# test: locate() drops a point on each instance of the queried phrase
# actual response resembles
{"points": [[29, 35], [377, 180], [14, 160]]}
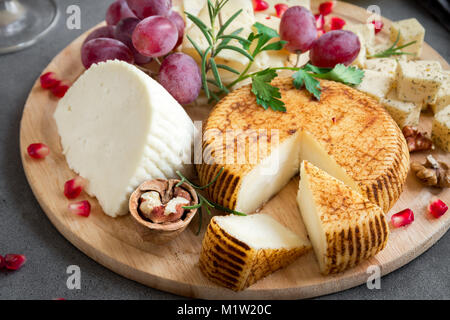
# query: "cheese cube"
{"points": [[441, 129], [404, 113], [376, 84], [365, 31], [377, 47], [418, 81], [443, 95], [410, 30]]}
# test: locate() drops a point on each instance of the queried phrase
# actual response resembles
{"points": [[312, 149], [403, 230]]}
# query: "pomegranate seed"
{"points": [[260, 5], [73, 188], [378, 25], [437, 207], [49, 80], [38, 150], [326, 8], [402, 218], [320, 21], [82, 208], [281, 9], [337, 23], [14, 261]]}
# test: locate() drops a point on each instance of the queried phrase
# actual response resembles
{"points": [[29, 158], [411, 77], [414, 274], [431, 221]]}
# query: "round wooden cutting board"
{"points": [[174, 267]]}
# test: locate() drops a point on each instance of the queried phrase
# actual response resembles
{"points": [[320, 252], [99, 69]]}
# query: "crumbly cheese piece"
{"points": [[404, 113], [440, 133], [228, 57], [418, 81], [238, 251], [443, 95], [376, 84], [365, 32], [118, 128], [410, 30], [291, 3]]}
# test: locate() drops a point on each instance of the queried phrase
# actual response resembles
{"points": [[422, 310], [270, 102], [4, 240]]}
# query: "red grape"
{"points": [[155, 36], [117, 11], [147, 8], [180, 76], [334, 47], [179, 22], [103, 49], [298, 28], [123, 32], [102, 32]]}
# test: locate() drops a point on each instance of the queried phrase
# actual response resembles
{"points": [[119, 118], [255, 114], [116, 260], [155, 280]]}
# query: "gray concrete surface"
{"points": [[25, 229]]}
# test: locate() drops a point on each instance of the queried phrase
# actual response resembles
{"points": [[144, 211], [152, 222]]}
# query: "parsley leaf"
{"points": [[266, 94], [340, 73], [303, 78]]}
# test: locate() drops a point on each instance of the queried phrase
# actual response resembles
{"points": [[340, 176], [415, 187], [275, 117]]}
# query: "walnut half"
{"points": [[432, 173]]}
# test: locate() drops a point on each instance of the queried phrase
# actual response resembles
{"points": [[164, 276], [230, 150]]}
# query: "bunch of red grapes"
{"points": [[138, 31]]}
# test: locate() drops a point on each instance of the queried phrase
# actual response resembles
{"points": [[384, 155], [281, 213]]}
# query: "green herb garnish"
{"points": [[203, 202], [267, 96], [394, 50]]}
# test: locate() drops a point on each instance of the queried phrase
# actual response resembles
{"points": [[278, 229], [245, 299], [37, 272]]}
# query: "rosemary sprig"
{"points": [[394, 50], [267, 96], [204, 202]]}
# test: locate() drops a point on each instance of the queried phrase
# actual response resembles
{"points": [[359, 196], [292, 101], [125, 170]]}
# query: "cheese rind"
{"points": [[418, 81], [440, 133], [363, 141], [238, 251], [410, 30], [344, 227], [118, 128]]}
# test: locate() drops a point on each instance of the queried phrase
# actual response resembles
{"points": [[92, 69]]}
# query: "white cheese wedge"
{"points": [[238, 251], [193, 7], [403, 112], [419, 81], [410, 30], [443, 95], [376, 84], [118, 128], [441, 129], [343, 226], [228, 57]]}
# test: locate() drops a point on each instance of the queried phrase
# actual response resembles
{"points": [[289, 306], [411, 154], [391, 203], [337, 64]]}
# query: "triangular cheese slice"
{"points": [[344, 227], [238, 251]]}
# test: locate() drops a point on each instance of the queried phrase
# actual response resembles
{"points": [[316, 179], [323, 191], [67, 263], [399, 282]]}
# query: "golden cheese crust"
{"points": [[233, 264], [353, 128], [355, 229]]}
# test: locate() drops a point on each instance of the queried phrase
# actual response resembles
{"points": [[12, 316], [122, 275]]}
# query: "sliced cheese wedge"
{"points": [[118, 128], [238, 251], [343, 226]]}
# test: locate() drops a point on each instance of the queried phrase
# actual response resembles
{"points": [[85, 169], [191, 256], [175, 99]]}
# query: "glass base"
{"points": [[23, 22]]}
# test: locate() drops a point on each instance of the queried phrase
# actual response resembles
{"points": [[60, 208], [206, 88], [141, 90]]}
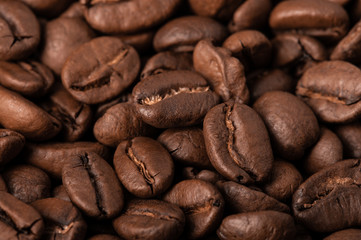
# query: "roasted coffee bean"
{"points": [[240, 199], [325, 20], [327, 151], [167, 61], [61, 37], [20, 30], [292, 125], [23, 116], [269, 225], [332, 90], [349, 234], [62, 219], [201, 203], [151, 220], [186, 146], [283, 181], [182, 34], [297, 52], [251, 47], [251, 14], [18, 220], [29, 78], [74, 116], [27, 183], [120, 122], [93, 186], [349, 135], [237, 143], [262, 81], [51, 157], [127, 16], [11, 143], [205, 175], [329, 200], [99, 70], [173, 99], [59, 192], [144, 167], [223, 72]]}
========================================
**Exercise requirements**
Here the job is to print the data above exactly, except for any pictures.

**Exercise result**
# test: locate() drops a point on each instance of the queried phrase
# actual response resembles
{"points": [[29, 35], [377, 180], [14, 160]]}
# query: "cheese cube"
{"points": [[441, 129], [404, 113], [376, 84], [365, 31], [377, 47], [418, 81], [443, 95], [410, 30]]}
# test: locate() drops a point on each instance of the queried phrase
# actual response resembles
{"points": [[312, 149], [403, 230]]}
# query: "pomegranate seed"
{"points": [[260, 5], [73, 188], [378, 25], [437, 207], [49, 80], [38, 150], [326, 8], [402, 218], [320, 21], [82, 208], [281, 9], [337, 23], [14, 261]]}
# test: locate() drops a point on each instance of the queried phrase
# actual response resembles
{"points": [[29, 158], [411, 77], [414, 274], [431, 221]]}
# query: "round wooden cutting board"
{"points": [[174, 267]]}
# test: locate() drops a point on each instance of the queried phrase
# actual response resembles
{"points": [[320, 252], [99, 69]]}
# query: "crumbly cheese piece"
{"points": [[404, 113], [440, 133], [228, 57], [418, 81], [238, 251], [443, 95], [376, 84], [365, 32], [118, 128], [410, 30], [291, 3]]}
# test: locate() drops a point on each instance of the queried phrase
# actual response resembles
{"points": [[422, 310], [270, 102], [4, 240]]}
# query: "red grape"
{"points": [[155, 36], [117, 11], [147, 8], [180, 76], [334, 47], [179, 22], [103, 49], [298, 28], [123, 32], [102, 32]]}
# test: locate() drops a point on each instance of the queried phrase
# actual response resembles
{"points": [[119, 118], [255, 114], [116, 260], [155, 280]]}
# query: "gray concrete surface"
{"points": [[25, 229]]}
# test: locate() drops a point on each instance of the queried phrase
# actual response resembles
{"points": [[144, 211], [152, 222]]}
# query: "parsley leaf"
{"points": [[266, 94], [340, 73], [303, 78]]}
# test: locate() drops a point on each instance of the queried phrase
# actual response resembles
{"points": [[340, 176], [415, 187], [275, 117]]}
# query: "walnut half"
{"points": [[432, 173]]}
# test: locate() drops a point on each instance of the queried phrase
# actual response resembles
{"points": [[164, 276], [230, 150]]}
# query: "bunch of red grapes"
{"points": [[138, 31]]}
# test: locate() drops a point on each instance of the queried phrase
# actual response resembles
{"points": [[384, 155], [281, 213]]}
# query: "green herb garnish"
{"points": [[203, 202], [267, 96], [394, 50]]}
# test: locate() drops a point on each instance of the queried phrase
# actual response resembles
{"points": [[278, 229], [245, 299], [37, 272]]}
# query: "rosemary sprig"
{"points": [[394, 50], [267, 96], [204, 202]]}
# test: locate() drops a point on each instance of the queried phrase
# actual response resembles
{"points": [[359, 196], [292, 101], [125, 170]]}
# query: "cheese rind"
{"points": [[418, 81], [440, 133], [363, 141], [238, 251], [410, 30], [344, 227], [118, 128]]}
# test: locate() drops a point on each instance of the queried phrase
# actual response resembles
{"points": [[92, 69]]}
# query: "white cheese wedge"
{"points": [[238, 251], [193, 7], [403, 112], [419, 81], [410, 30], [443, 95], [376, 84], [118, 128], [441, 129], [343, 226], [228, 57]]}
# test: locate() drops a point on each instance of the queried phrase
# actual response resembles
{"points": [[289, 306], [411, 154], [391, 203], [337, 64]]}
# query: "triangular cheese slice"
{"points": [[344, 227], [238, 251]]}
# test: locate() drops a point on each instance of the queried phrase
# actual response resembles
{"points": [[316, 179], [323, 191], [67, 263], [399, 282]]}
# query: "golden cheese crust"
{"points": [[233, 264], [353, 128], [355, 229]]}
# test: locate() drops a point on each instance of the queried phrase
# actual response resembles
{"points": [[12, 316], [122, 275]]}
# query: "sliced cheese wedge"
{"points": [[118, 128], [238, 251], [343, 226]]}
# test: locate() drops a point on each instance of the queried phrase
# actual response resembles
{"points": [[85, 169], [191, 256], [175, 99]]}
# query: "glass base"
{"points": [[23, 22]]}
# test: locate() drops a point on each instance of the queried phrase
# actual response resembles
{"points": [[60, 208], [206, 88], [141, 90]]}
# query: "roasted coffee bean"
{"points": [[240, 199], [325, 20], [327, 151], [167, 61], [61, 37], [20, 30], [292, 125], [23, 116], [269, 225], [332, 90], [349, 234], [62, 219], [201, 203], [151, 220], [186, 146], [283, 181], [182, 34], [297, 52], [251, 47], [251, 14], [18, 220], [29, 78], [74, 116], [27, 183], [120, 122], [93, 186], [349, 135], [237, 143], [262, 81], [51, 157], [127, 16], [11, 143], [205, 175], [329, 200], [99, 70], [173, 99], [59, 192], [144, 167], [223, 72]]}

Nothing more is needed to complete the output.